▶ [Отрывок]:

Нам не слишком поможет обращение к Аристотелю, который использовал термин

"демократия" для того, чтобы определить одну из разновидностей своего идеала

хорошо организованного обще­ства. Некоторый свет может быть пролит на все наши

сложности, если вспомнить, какое значение мы придавали термину "политический

метод". Под ним подразумевался такой метод, который ис­пользуется для принятия

решений на государственном уровне. Он характеризуется указанием на то, кем и как

принимаются соответствующие политические решения. Приравнивая понятие "приня­тие

решений" и "правление", мы могли бы определить демократию как правление народа.

Почему же такое определение не является достаточно точным?

Отнюдь не столько из-за многозначности понятия "народ" (греческий demos, римский

populus (до Сервия Туллия - плебс, толпа, затем гражданское общество, народ в

широком смысле)) и наличия огромного количества концепций "правления" (kratein)

самих по себе, сколько потому, что все эти определения и концепции на­прямую

связаны со спором о сущности демократии. Что касается первого из перечисленных

выше понятий, то из состава этого са­мого "народа" (populus) могут произвольно

полностью исключаться, например, рабы, а отчасти и другие члены данного

общества. За­кон может признавать любое количество классов, статусных групп

(status), находящихся между рабством и полным или даже приви­легированным

гражданством. Не обращая внимание на эту узаконенную дискриминацию, различные

группы населения в разное время отождествляли с этим термином и считали

"народом" имен­но себя [Смотри в связи с этим определение, данное Вольтером в

его "Letters Concerning the English Nation" (опубликованных в Англии в 1733 г.;

репринт первого издания опубликован П.Дэвисом в 1926 г. С. 49): "наиболее

многочисленная, полезнейшая, можно сказать самая добродетельная и, наконец,

почитаемая часть человечества состоит из тех, кто изучает науки и законы, из

торговцев, ремесленников, одним словом, из тех, кто не является тиранами; именно

они и составляют то огромное целое, которое называется словом народ". В

настоящее время термин "народ" означает скорее массы", однако определение,

данное Вольтером, ближе подходит к обозначению того круге людей, для которых

написана Конституция этой страны (США. - Прим.ред.).].

[Фрагменты данных точечной разметки]
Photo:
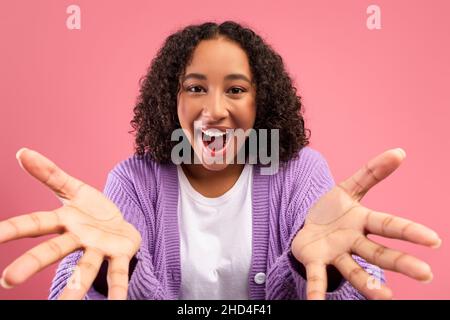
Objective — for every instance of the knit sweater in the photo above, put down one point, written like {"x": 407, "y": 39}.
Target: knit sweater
{"x": 147, "y": 195}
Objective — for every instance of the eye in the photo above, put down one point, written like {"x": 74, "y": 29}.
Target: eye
{"x": 194, "y": 89}
{"x": 236, "y": 90}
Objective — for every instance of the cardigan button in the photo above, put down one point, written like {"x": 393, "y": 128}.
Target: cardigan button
{"x": 260, "y": 278}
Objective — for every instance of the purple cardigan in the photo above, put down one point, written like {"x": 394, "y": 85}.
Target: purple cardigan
{"x": 147, "y": 195}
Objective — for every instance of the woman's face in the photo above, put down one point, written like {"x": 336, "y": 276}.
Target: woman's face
{"x": 216, "y": 94}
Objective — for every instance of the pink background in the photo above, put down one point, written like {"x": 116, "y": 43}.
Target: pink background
{"x": 69, "y": 94}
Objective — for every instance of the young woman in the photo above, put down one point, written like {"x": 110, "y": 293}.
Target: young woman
{"x": 214, "y": 230}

▶ [Поставленная задача 1]: Перепечатайте без изменений фрагмент отрывка о демократии, начиная со слов "настоящее время термин" и заканчивая словами "(США. - Прим.ред.).].".
▶ [Поставленная задача 2]: Повторите дословно записи, начиная со строки, содержащей "Objective — for every instance of the purple", и заканчивая последней строкой записей.

▶ [Письменный ответ 1]:
настоящее время термин "народ" означает скорее массы", однако определение,

данное Вольтером, ближе подходит к обозначению того круге людей, для которых

написана Конституция этой страны (США. - Прим.ред.).].

▶ [Письменный ответ 2]:
Objective — for every instance of the purple cardigan in the photo above, put down one point, written like {"x": 394, "y": 85}.
Target: purple cardigan
{"x": 147, "y": 195}
Objective — for every instance of the woman's face in the photo above, put down one point, written like {"x": 336, "y": 276}.
Target: woman's face
{"x": 216, "y": 94}
Objective — for every instance of the pink background in the photo above, put down one point, written like {"x": 116, "y": 43}.
Target: pink background
{"x": 69, "y": 94}
Objective — for every instance of the young woman in the photo above, put down one point, written like {"x": 110, "y": 293}.
Target: young woman
{"x": 214, "y": 230}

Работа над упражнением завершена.